> WORK TO COMPLETE: In your copy of the entries below, keep every word exactly and leave out all images.

[Referring expression pointing data]
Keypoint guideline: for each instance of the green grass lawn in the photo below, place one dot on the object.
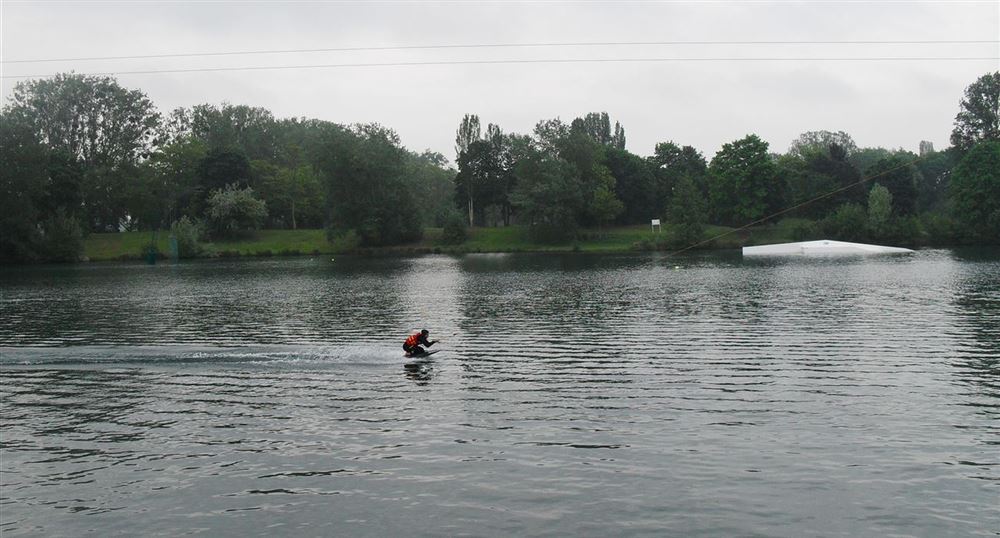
(132, 245)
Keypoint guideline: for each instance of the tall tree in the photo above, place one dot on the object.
(472, 178)
(252, 130)
(742, 180)
(979, 116)
(367, 188)
(548, 196)
(975, 193)
(635, 186)
(899, 176)
(23, 173)
(91, 117)
(686, 212)
(468, 132)
(103, 125)
(821, 141)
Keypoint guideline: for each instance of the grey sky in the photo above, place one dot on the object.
(703, 104)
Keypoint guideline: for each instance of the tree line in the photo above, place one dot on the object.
(81, 154)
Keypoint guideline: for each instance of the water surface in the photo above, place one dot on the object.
(576, 395)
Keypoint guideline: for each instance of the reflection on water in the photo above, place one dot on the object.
(579, 395)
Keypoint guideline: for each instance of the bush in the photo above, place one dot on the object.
(188, 234)
(455, 229)
(62, 238)
(343, 241)
(847, 223)
(234, 212)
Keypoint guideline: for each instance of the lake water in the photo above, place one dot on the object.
(575, 395)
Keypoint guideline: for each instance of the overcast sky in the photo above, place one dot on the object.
(700, 103)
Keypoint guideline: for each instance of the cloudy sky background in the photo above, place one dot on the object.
(700, 103)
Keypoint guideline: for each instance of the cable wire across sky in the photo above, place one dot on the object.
(527, 61)
(507, 45)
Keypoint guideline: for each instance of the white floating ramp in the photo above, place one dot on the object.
(823, 247)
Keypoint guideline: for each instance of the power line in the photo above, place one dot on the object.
(511, 45)
(802, 204)
(538, 61)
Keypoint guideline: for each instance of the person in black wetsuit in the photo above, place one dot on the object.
(412, 344)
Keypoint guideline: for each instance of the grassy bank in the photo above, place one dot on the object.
(131, 245)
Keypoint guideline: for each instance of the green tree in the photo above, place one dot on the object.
(847, 223)
(219, 168)
(548, 196)
(686, 213)
(821, 141)
(899, 175)
(975, 194)
(934, 170)
(879, 210)
(91, 117)
(251, 130)
(235, 212)
(603, 206)
(174, 175)
(23, 174)
(635, 186)
(435, 185)
(367, 188)
(471, 162)
(979, 116)
(743, 181)
(106, 127)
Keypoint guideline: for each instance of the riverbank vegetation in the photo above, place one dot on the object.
(93, 170)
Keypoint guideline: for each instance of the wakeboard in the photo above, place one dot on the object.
(422, 355)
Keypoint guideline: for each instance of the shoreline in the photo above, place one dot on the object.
(132, 246)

> RESPONSE TO THIS TASK:
Keypoint guideline: for each instance of the green grass lawn in the photo below, place one dot on the object.
(132, 245)
Keypoint guideline: for each instance of the tall tree in the photo above, place one dot on the object.
(472, 178)
(252, 130)
(742, 180)
(979, 116)
(367, 188)
(548, 196)
(975, 193)
(635, 186)
(899, 176)
(23, 173)
(91, 117)
(686, 212)
(468, 132)
(103, 125)
(821, 141)
Keypoint guideline: for each instance of the grey sky in the photo above, place one dot on the object.
(703, 104)
Keypoint guideline: for each instance of the tree line in the photo above, place one dot on the object.
(81, 154)
Keypoint guideline: for each instance of the water surface in the photo above, place one dot on the object.
(576, 395)
Keypoint guideline: for each instance of the reflection on water in the photo above, place one dot on the object.
(579, 395)
Keypoint guideline: for each instance of the bush in the photo above, place one dot on the object.
(188, 234)
(455, 229)
(62, 238)
(343, 241)
(847, 223)
(234, 212)
Keypoint guideline: for each instance of the lake water in the photo above, place one dot on the object.
(575, 395)
Keypoint guideline: for each instance of the overcast sky in the photo above, place one dot on the object.
(700, 103)
Keypoint guideline: for each instance of the cloudy sky background in the photo above, place one dot on the object.
(700, 103)
Keypoint guideline: for each instance of the cable wire across sky in the photo above, place one dot on the object.
(527, 61)
(507, 45)
Keypoint guideline: for each instance of the white floating ramp in the photo above, place one dot on the object.
(823, 247)
Keypoint guideline: for each instance of the power line in the photo above, place one dot on the object.
(511, 45)
(802, 204)
(538, 61)
Keypoint guideline: for each instance of the person in black wetsuit in the photo above, place one dot on the object.
(412, 344)
Keypoint guideline: for each instance of the grassy bank in the photo above, place one dot on the object.
(131, 245)
Keypoint guideline: for each instance of the green tree in the photo above, place one dot on the object.
(847, 223)
(219, 168)
(548, 196)
(686, 213)
(821, 141)
(899, 175)
(975, 194)
(934, 170)
(879, 210)
(91, 117)
(251, 130)
(235, 212)
(603, 206)
(174, 175)
(23, 174)
(635, 186)
(435, 185)
(367, 188)
(471, 162)
(979, 116)
(743, 181)
(106, 127)
Keypoint guideline: for each instance of the riverbank vegetation in the photo above, place one dot on the object.
(93, 170)
Keypoint guideline: for each instance of the wakeboard in the photo above, place one dot on the object.
(422, 355)
Keypoint guideline: for each instance of the shoreline in the photo above, place one dot on the object.
(132, 246)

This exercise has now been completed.